**TASK BRIEF**
How many lines in the listing below contain the word "black"? Reply with the number alone.

**PROVIDED MATERIAL**

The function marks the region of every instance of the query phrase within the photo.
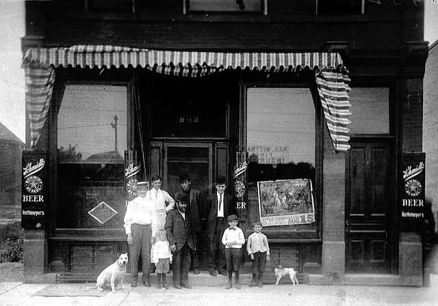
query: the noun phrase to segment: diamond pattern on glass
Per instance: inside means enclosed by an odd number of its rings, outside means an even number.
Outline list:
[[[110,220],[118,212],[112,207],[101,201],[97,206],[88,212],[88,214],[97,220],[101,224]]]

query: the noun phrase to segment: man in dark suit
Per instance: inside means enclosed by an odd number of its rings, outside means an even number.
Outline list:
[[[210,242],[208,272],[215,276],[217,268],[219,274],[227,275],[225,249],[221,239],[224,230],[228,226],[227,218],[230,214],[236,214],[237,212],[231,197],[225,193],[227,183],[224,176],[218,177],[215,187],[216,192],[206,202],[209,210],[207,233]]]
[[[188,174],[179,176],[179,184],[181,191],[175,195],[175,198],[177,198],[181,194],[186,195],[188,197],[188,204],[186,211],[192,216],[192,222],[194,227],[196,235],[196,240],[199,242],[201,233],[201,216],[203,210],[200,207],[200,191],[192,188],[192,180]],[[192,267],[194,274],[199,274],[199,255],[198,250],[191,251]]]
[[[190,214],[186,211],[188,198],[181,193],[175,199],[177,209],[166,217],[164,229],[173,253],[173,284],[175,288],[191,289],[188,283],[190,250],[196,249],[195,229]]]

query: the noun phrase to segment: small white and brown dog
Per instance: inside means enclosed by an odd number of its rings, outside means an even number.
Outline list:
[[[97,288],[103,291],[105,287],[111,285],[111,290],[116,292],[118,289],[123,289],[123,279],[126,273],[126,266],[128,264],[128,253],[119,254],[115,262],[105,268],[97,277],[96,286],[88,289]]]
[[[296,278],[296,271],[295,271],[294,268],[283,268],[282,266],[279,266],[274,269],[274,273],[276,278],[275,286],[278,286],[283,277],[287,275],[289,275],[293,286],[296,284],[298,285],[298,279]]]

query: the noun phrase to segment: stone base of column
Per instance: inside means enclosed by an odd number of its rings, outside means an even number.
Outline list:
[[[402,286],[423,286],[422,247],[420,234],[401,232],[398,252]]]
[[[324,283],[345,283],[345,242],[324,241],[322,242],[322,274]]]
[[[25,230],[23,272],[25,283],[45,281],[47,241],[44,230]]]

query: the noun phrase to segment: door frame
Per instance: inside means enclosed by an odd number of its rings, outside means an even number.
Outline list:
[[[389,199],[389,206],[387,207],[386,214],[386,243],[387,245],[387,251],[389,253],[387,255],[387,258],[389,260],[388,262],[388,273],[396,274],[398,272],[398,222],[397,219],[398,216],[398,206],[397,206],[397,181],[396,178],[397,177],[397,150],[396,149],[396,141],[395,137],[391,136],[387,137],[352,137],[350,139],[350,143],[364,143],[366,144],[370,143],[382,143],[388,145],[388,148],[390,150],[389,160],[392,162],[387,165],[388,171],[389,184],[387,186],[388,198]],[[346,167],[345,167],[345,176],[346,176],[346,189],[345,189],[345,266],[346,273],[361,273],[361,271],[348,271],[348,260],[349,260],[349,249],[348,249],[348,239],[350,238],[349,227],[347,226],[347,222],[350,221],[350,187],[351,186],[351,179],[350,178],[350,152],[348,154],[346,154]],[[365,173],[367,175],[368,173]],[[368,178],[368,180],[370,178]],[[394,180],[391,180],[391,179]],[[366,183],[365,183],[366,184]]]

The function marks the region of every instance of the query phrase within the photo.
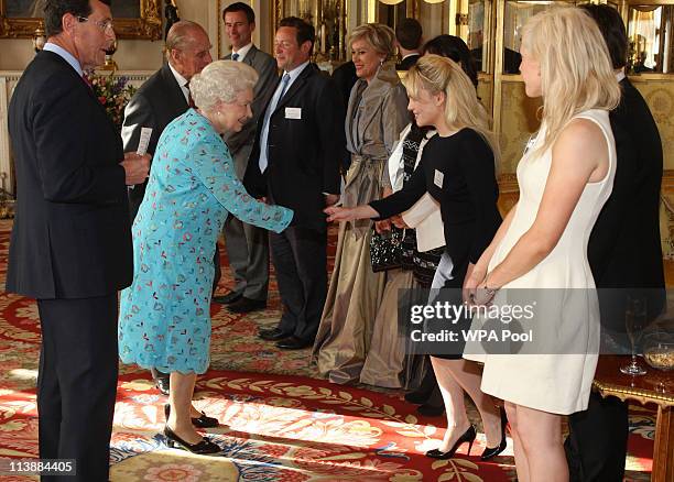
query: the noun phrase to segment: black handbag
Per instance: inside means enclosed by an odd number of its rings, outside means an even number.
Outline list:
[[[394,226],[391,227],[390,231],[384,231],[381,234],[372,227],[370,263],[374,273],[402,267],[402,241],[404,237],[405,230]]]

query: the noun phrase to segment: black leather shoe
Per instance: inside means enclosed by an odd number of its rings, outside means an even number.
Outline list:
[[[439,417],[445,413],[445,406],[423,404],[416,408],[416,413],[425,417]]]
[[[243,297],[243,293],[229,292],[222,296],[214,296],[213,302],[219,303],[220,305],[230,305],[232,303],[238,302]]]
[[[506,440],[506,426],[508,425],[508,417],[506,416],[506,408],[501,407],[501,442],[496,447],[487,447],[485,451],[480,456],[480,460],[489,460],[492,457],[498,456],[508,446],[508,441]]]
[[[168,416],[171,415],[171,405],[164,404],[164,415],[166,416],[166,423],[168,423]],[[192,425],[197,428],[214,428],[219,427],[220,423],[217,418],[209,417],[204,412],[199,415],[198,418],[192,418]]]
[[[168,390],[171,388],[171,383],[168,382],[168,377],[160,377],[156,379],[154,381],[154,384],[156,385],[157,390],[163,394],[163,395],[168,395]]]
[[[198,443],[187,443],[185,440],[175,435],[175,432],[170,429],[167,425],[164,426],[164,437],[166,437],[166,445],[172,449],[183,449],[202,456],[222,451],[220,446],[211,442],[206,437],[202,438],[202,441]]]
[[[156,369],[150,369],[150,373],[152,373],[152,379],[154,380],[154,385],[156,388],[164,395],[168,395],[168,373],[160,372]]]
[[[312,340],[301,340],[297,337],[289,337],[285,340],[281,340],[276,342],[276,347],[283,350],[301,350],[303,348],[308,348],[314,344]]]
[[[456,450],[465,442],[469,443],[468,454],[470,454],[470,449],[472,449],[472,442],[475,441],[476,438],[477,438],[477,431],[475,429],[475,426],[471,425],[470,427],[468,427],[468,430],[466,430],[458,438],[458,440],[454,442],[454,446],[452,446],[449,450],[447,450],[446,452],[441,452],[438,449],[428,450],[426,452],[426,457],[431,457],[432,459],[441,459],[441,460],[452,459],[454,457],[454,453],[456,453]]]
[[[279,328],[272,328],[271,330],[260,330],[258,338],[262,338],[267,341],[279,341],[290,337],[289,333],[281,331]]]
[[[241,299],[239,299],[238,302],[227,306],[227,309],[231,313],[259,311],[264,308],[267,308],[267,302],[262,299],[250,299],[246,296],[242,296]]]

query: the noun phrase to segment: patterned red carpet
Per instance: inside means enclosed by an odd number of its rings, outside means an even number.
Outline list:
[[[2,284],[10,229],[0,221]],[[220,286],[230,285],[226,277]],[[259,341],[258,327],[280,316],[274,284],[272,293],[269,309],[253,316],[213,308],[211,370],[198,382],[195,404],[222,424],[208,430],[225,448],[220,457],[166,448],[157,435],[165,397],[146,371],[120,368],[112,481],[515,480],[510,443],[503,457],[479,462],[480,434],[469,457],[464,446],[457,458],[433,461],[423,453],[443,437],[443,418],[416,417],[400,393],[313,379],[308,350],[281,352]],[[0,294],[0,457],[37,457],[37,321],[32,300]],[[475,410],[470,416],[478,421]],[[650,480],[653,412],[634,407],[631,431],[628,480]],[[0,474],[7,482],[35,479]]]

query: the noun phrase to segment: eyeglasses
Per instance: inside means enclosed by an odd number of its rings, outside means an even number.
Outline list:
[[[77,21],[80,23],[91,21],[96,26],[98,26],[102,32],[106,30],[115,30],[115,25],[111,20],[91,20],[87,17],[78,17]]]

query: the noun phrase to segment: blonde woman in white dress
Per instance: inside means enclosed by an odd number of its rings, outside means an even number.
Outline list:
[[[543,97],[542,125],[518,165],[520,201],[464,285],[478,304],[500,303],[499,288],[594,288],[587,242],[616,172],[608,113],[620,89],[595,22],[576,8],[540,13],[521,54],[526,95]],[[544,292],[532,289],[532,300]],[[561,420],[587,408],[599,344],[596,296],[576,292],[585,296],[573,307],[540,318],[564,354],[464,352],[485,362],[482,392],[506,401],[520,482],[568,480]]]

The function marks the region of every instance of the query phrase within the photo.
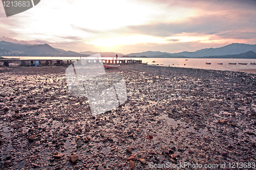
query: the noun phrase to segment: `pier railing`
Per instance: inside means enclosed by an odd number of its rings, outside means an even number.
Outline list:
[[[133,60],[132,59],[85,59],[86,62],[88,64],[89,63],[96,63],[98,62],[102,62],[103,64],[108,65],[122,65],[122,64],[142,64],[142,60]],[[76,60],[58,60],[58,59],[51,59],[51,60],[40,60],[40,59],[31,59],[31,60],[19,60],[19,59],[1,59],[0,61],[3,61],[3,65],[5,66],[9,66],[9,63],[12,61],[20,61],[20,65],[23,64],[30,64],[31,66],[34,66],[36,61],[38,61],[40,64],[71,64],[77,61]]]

**WRITTEN RESPONSE**
2